» **Document segment**
* * * * * * *

Keywords: Nearfield phase; wake vortex; CFD; wake separation; SST-RC model

Lift causes strong, steady and spatially extensive wake vortices to be generated by an aircraft. An aircraft is accident-prone in the approach phase due to strong long-lasting wake vortices of the preceding aircraft [1,2]. To deal with this issue, the aircraft wake separations during the takeoff and landing phases are specified by the International Civil Aviation Organization (ICAO) and the Civil Aviation Administration of China (CACC) [3]. However, the wake separation cannot be defined rigorously because different types of aircraft have different wake vortex intensities generated by themselves and in their capacity to withstand those exerted by the preceding aircraft. A large margin is given in current wake separation standards in order to ensure safety. However, an excessively large wake separation may affect the takeoff and landing efficiency. Therefore, accurate prediction of the aircraft wake structure in the approach phase has always been a key focus in the civil aviation sector [4,5].

Along with the development in computer technologies, local and international researchers have extensively studied wake vortices by using the computational fluid dynamics (CFD) approach since the 1970s. Crow [6] studied the optimal instability mode of a mutually-induced vortex pair based on the first-order model of the Biot-Savart Law. The author pointed out that the long-wave instability was one of the reasons for rapid decay of wake vortices. Corjon et al. [7] optimized the wake vortex estimation model by including the near-surface wind and crosswind effects. Stephan et al. [8] simplified the model for wake vortices in the approach phase and neglected the effects of wake vortices generated at different altitudes and during landing. Nybelen et al. [9] simulated the merging process of wake vortex systems and their instability via direct numerical simulations and large eddy simulations (LES).

* * * * * * *

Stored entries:
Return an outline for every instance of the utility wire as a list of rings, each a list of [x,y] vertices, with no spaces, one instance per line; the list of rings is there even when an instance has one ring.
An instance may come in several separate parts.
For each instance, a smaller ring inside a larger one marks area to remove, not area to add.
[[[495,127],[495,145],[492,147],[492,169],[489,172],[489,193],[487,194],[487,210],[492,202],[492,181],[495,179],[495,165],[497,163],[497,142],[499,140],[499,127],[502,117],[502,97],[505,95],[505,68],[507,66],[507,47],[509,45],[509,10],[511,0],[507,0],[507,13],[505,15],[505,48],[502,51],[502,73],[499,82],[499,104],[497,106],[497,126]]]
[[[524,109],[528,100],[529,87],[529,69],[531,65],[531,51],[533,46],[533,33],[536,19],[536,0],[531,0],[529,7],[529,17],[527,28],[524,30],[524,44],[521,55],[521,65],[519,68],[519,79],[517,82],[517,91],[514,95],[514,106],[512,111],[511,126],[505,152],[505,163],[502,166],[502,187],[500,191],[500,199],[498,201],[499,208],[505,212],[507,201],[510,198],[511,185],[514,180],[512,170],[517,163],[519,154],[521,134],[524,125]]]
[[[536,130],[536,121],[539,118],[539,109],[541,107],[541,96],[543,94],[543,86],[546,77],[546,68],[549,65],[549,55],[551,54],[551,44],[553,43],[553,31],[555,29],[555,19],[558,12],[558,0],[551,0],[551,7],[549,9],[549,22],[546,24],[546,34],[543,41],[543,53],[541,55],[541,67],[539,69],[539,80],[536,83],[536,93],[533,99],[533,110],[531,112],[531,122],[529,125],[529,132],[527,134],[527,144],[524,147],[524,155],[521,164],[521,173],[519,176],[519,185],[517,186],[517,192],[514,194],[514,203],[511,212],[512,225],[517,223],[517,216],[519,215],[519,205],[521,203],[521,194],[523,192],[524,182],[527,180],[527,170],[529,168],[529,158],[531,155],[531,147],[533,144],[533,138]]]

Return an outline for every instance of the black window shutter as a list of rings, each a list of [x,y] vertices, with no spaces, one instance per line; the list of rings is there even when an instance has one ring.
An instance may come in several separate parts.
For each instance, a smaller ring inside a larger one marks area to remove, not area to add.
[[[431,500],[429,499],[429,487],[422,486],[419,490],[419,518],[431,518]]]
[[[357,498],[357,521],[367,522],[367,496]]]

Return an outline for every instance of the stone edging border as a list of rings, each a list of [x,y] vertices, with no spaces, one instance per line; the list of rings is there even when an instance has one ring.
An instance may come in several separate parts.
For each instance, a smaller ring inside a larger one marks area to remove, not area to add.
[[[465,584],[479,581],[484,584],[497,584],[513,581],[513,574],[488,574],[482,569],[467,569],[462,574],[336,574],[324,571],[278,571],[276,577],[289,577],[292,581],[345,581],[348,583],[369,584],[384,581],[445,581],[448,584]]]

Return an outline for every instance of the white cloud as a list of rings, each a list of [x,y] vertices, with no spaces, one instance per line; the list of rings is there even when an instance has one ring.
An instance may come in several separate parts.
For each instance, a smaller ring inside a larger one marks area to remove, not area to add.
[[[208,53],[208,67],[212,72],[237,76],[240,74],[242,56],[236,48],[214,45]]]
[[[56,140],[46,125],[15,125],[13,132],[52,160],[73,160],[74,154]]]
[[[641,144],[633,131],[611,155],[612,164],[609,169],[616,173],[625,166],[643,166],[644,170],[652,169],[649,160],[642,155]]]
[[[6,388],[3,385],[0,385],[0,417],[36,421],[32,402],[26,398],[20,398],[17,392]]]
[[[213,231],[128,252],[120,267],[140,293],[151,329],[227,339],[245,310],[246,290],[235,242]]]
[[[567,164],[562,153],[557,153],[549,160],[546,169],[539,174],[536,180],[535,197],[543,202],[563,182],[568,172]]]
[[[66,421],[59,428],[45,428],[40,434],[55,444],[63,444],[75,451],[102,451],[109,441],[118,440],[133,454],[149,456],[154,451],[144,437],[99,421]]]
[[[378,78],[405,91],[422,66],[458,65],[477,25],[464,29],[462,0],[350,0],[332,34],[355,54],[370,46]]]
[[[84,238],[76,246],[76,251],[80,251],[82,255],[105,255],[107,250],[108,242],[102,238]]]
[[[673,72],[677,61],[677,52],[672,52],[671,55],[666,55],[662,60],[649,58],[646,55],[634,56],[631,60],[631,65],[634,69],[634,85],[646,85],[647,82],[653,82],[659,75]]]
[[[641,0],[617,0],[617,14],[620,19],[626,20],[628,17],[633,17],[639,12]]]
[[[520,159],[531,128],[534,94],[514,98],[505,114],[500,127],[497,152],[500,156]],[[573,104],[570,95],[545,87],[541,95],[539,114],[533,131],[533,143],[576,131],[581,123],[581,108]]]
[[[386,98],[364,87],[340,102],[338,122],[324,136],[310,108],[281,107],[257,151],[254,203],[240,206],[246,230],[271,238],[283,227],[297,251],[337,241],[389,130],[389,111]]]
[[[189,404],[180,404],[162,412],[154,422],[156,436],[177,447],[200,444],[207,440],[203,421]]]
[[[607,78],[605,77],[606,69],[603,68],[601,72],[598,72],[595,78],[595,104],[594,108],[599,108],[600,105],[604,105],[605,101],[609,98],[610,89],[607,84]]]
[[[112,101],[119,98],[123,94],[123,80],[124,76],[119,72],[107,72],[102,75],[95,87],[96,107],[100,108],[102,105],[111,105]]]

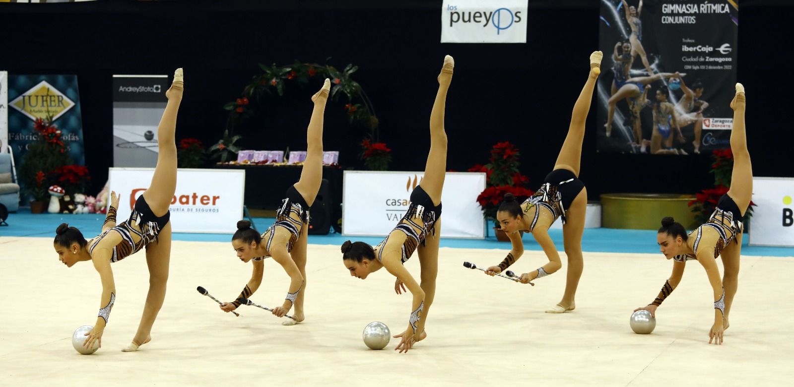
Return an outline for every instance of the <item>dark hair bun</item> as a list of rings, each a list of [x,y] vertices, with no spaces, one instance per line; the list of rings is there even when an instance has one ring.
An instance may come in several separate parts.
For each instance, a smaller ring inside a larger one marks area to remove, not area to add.
[[[664,227],[670,227],[673,223],[676,223],[676,220],[673,219],[673,216],[665,216],[661,219],[661,225]]]
[[[66,232],[66,230],[68,230],[68,229],[69,229],[69,224],[68,223],[61,223],[60,225],[58,226],[58,228],[55,229],[55,233],[58,234],[58,235],[61,235],[61,234]]]
[[[345,243],[342,243],[342,254],[349,251],[351,248],[353,248],[353,242],[345,240]]]

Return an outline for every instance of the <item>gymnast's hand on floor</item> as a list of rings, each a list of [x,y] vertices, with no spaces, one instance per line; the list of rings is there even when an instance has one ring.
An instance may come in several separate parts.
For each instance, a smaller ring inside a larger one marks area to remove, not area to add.
[[[653,304],[651,304],[649,305],[643,306],[642,308],[638,308],[634,309],[634,312],[637,312],[638,310],[647,310],[648,312],[650,312],[651,317],[656,317],[656,308],[658,308],[658,307],[656,306],[656,305],[654,305]]]
[[[234,306],[234,304],[232,304],[231,302],[224,302],[223,304],[221,304],[221,310],[226,312],[231,312],[237,308],[237,307]]]
[[[403,352],[407,353],[408,350],[414,347],[414,344],[415,344],[416,342],[424,340],[427,338],[427,332],[425,331],[425,330],[422,330],[422,333],[419,334],[418,339],[416,339],[414,335],[408,333],[411,331],[414,331],[414,329],[409,325],[408,329],[403,331],[403,333],[392,336],[395,339],[399,338],[400,339],[399,344],[397,344],[397,347],[395,347],[395,351],[399,350],[399,353],[401,354]]]
[[[276,316],[276,317],[283,317],[284,315],[289,312],[291,308],[291,306],[289,308],[284,308],[283,305],[277,306],[275,309],[273,309],[273,316]]]
[[[400,291],[400,288],[403,289],[403,291]],[[399,280],[399,278],[397,278],[397,281],[395,281],[395,293],[396,293],[397,294],[403,294],[403,293],[406,292],[407,290],[405,289],[405,284],[403,284],[403,282]]]
[[[723,328],[722,320],[719,322],[714,323],[711,329],[708,331],[708,343],[711,344],[713,341],[715,344],[722,345],[723,331],[725,331],[725,328]]]

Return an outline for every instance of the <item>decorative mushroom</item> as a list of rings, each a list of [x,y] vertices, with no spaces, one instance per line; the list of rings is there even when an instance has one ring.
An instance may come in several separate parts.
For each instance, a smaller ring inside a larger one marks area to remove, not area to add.
[[[60,197],[66,194],[66,191],[60,186],[50,186],[47,190],[50,194],[50,204],[47,209],[49,213],[58,213],[60,212]]]

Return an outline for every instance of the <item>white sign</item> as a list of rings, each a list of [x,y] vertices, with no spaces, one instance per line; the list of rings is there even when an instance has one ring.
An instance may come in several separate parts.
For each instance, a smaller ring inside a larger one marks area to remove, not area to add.
[[[794,247],[794,178],[753,178],[749,244]]]
[[[342,183],[342,235],[386,236],[406,210],[422,172],[345,171]],[[477,196],[485,174],[447,172],[441,191],[441,236],[484,238],[484,217]]]
[[[527,0],[444,0],[441,43],[526,43]]]
[[[8,72],[0,71],[0,153],[8,151]]]
[[[153,168],[110,168],[110,190],[121,195],[117,219],[129,217],[135,201],[152,182]],[[171,201],[172,231],[231,234],[243,218],[245,171],[179,169]]]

* * * * * * *

» **Problem description**
Please copy out the entire wake vortex passage word for word. None of the records above has any bearing on what is asked here.

» **Exercise result**
Keywords: Nearfield phase; wake vortex; CFD; wake separation; SST-RC model

Lift causes strong, steady and spatially extensive wake vortices to be generated by an aircraft. An aircraft is accident-prone in the approach phase due to strong long-lasting wake vortices of the preceding aircraft [1,2]. To deal with this issue, the aircraft wake separations during the takeoff and landing phases are specified by the International Civil Aviation Organization (ICAO) and the Civil Aviation Administration of China (CACC) [3]. However, the wake separation cannot be defined rigorously because different types of aircraft have different wake vortex intensities generated by themselves and in their capacity to withstand those exerted by the preceding aircraft. A large margin is given in current wake separation standards in order to ensure safety. However, an excessively large wake separation may affect the takeoff and landing efficiency. Therefore, accurate prediction of the aircraft wake structure in the approach phase has always been a key focus in the civil aviation sector [4,5].

Along with the development in computer technologies, local and international researchers have extensively studied wake vortices by using the computational fluid dynamics (CFD) approach since the 1970s. Crow [6] studied the optimal instability mode of a mutually-induced vortex pair based on the first-order model of the Biot-Savart Law. The author pointed out that the long-wave instability was one of the reasons for rapid decay of wake vortices. Corjon et al. [7] optimized the wake vortex estimation model by including the near-surface wind and crosswind effects. Stephan et al. [8] simplified the model for wake vortices in the approach phase and neglected the effects of wake vortices generated at different altitudes and during landing. Nybelen et al. [9] simulated the merging process of wake vortex systems and their instability via direct numerical simulations and large eddy simulations (LES).